:: Supplied information ::
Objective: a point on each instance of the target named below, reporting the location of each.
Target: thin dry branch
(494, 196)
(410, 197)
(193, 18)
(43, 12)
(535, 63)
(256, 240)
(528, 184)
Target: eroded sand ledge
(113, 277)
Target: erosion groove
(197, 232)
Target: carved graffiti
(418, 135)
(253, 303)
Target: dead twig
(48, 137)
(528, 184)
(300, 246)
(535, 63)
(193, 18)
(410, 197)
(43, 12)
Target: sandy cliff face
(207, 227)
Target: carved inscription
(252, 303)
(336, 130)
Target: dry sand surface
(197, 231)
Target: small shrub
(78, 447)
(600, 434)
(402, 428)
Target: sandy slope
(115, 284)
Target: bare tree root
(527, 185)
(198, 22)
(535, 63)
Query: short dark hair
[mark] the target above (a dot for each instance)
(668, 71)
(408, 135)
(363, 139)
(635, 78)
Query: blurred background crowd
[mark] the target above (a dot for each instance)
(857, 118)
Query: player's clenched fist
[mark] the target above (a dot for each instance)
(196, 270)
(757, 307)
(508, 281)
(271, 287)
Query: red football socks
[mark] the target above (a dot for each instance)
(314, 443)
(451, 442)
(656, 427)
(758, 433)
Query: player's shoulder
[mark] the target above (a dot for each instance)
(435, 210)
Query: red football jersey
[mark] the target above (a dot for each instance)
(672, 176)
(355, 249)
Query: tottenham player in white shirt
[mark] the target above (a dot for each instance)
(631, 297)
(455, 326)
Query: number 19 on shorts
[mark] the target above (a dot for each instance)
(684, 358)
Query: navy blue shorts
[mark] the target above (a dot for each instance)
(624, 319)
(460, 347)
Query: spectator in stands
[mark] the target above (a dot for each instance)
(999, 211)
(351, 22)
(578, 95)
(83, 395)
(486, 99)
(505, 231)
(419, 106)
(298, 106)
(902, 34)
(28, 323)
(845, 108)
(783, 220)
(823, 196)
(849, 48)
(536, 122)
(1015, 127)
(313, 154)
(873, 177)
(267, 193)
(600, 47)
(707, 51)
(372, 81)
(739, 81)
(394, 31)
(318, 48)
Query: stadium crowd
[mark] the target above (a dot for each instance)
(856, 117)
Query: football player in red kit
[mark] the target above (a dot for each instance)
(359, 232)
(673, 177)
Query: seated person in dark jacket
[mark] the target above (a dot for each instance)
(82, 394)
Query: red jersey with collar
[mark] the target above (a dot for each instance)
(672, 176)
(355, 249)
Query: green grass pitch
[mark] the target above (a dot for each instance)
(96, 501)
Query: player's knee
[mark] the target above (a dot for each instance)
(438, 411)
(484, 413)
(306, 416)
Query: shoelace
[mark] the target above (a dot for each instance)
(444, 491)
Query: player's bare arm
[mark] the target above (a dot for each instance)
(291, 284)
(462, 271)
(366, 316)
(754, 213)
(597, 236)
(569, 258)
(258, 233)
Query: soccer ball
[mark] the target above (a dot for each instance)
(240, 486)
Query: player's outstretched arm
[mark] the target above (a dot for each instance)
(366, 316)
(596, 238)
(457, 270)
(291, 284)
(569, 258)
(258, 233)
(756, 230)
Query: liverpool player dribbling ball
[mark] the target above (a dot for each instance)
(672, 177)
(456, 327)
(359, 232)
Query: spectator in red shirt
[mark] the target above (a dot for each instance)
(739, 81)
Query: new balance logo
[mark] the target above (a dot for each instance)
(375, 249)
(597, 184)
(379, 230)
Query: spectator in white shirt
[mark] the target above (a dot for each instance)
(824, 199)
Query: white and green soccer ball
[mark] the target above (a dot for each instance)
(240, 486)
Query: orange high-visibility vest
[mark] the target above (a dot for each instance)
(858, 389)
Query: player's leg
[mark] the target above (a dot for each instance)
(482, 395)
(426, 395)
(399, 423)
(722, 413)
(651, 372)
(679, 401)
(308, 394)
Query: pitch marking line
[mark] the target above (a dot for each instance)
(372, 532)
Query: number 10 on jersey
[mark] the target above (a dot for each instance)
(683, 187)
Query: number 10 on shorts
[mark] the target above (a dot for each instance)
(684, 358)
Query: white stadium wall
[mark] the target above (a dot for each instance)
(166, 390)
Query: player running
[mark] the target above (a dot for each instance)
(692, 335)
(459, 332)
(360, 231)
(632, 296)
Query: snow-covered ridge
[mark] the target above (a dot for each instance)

:: Job ::
Copy every item above line for line, with no change to any wording, number, or order.

:: Task output ::
Objective: a point on each instance of the target named below, reporting the location of each.
Target: thin dry branch
(494, 196)
(410, 197)
(193, 18)
(43, 12)
(535, 63)
(256, 240)
(528, 184)
Target: eroded sand ledge
(113, 277)
Target: erosion groove
(197, 232)
Target: carved graffiti
(418, 135)
(253, 303)
Target: dead twig
(48, 137)
(528, 184)
(300, 246)
(535, 63)
(193, 18)
(410, 197)
(43, 12)
Target: sandy cliff face
(207, 227)
Target: carved inscription
(252, 303)
(336, 130)
Target: dry sand surface
(197, 231)
Target: small shrub
(78, 447)
(600, 434)
(402, 428)
Target: sandy slope
(115, 284)
Target: bare tree root
(527, 185)
(198, 22)
(535, 63)
Query: short dark hair
[mark] the target above (a dot for each instance)
(668, 71)
(408, 135)
(363, 139)
(635, 78)
Query: blurred background crowd
[mark] the target above (a dot for each instance)
(857, 118)
Query: player's clenched fist
[mark] the target above (a dot for each instance)
(196, 270)
(757, 307)
(508, 281)
(271, 287)
Query: red football socks
[mark] the target above (a dot for each instance)
(314, 443)
(451, 442)
(656, 427)
(758, 433)
Query: player's shoulder
[mark] the target above (a dot for each instance)
(435, 210)
Query: red football jersey
[mark] the target above (a dot for each instance)
(672, 176)
(355, 249)
Query: tottenham player in white shirt
[mark] the target above (a dot for each instance)
(631, 297)
(455, 326)
Query: number 19 on shorts
[mark] the target above (a dot for each instance)
(684, 358)
Query: navy blue shorts
[mark] the target above (a dot for each instance)
(624, 319)
(460, 347)
Query: spectator in stands
[mark] the target above (a dot for each instance)
(999, 211)
(351, 22)
(578, 95)
(83, 395)
(486, 99)
(505, 231)
(419, 106)
(298, 106)
(902, 34)
(28, 323)
(845, 108)
(783, 220)
(823, 196)
(849, 48)
(536, 122)
(1015, 127)
(313, 154)
(873, 177)
(267, 193)
(600, 47)
(707, 51)
(372, 81)
(739, 81)
(394, 31)
(318, 48)
Query: stadium crowd
[mark] the target above (a dot for each instance)
(856, 117)
Query: football player in red kit
[mark] the target above (a dot for each instance)
(359, 232)
(673, 177)
Query: seated person in dark jacket
[mark] the target above (a dot for each instance)
(82, 394)
Query: red jersey with collar
[mark] the target above (a dot for each instance)
(672, 176)
(355, 249)
Query: green grass pitch
[mark] the target above (a dot for each instance)
(96, 501)
Query: player's knee
[mark] the target above (a dot for each instance)
(438, 411)
(484, 413)
(306, 416)
Query: shoelace
[mark] the target above (a dot for each instance)
(444, 491)
Query: player's bare arm
[mark] the target above (a dot for each instance)
(291, 284)
(462, 271)
(366, 316)
(754, 213)
(597, 236)
(569, 258)
(258, 233)
Query: soccer ball
[mark] the target above (a dot for each instance)
(240, 486)
Query: player's outstretched arm
[mark] the target above (a dot for each instance)
(366, 316)
(596, 238)
(457, 270)
(291, 284)
(569, 258)
(258, 233)
(756, 230)
Query: liverpool player dribbling ball
[mark] the target above (a dot for each instance)
(672, 177)
(456, 327)
(359, 232)
Query: spectator in red shirt
[mark] the target above (a dot for each instance)
(739, 81)
Query: new balance logo
[mark] the target above (a dot for each instance)
(375, 249)
(597, 184)
(379, 230)
Query: spectator in white shirt
[mark] the target above (a dot for each instance)
(824, 199)
Query: white and green soccer ball
[mark] the target above (a dot for each instance)
(240, 486)
Query: orange high-visibility vest
[mark] the target above (a dot for each instance)
(858, 389)
Query: player's leg
[mark] the target above (a dot for each instance)
(482, 395)
(426, 395)
(399, 423)
(722, 413)
(651, 372)
(679, 401)
(308, 394)
Query: pitch marking line
[mark] the target above (a dot for each instance)
(372, 532)
Query: number 10 on jersey
[mark] the target above (a dot for each instance)
(683, 187)
Query: number 10 on shorts
[mark] the target above (a dot for each instance)
(684, 358)
Query: white stadium wall
[mark] the target above (a dot for each instance)
(166, 390)
Query: player running
[mark] the target above (a dot for each instance)
(692, 335)
(459, 332)
(360, 231)
(632, 296)
Query: snow-covered ridge
[mark] the target above (a dot for each instance)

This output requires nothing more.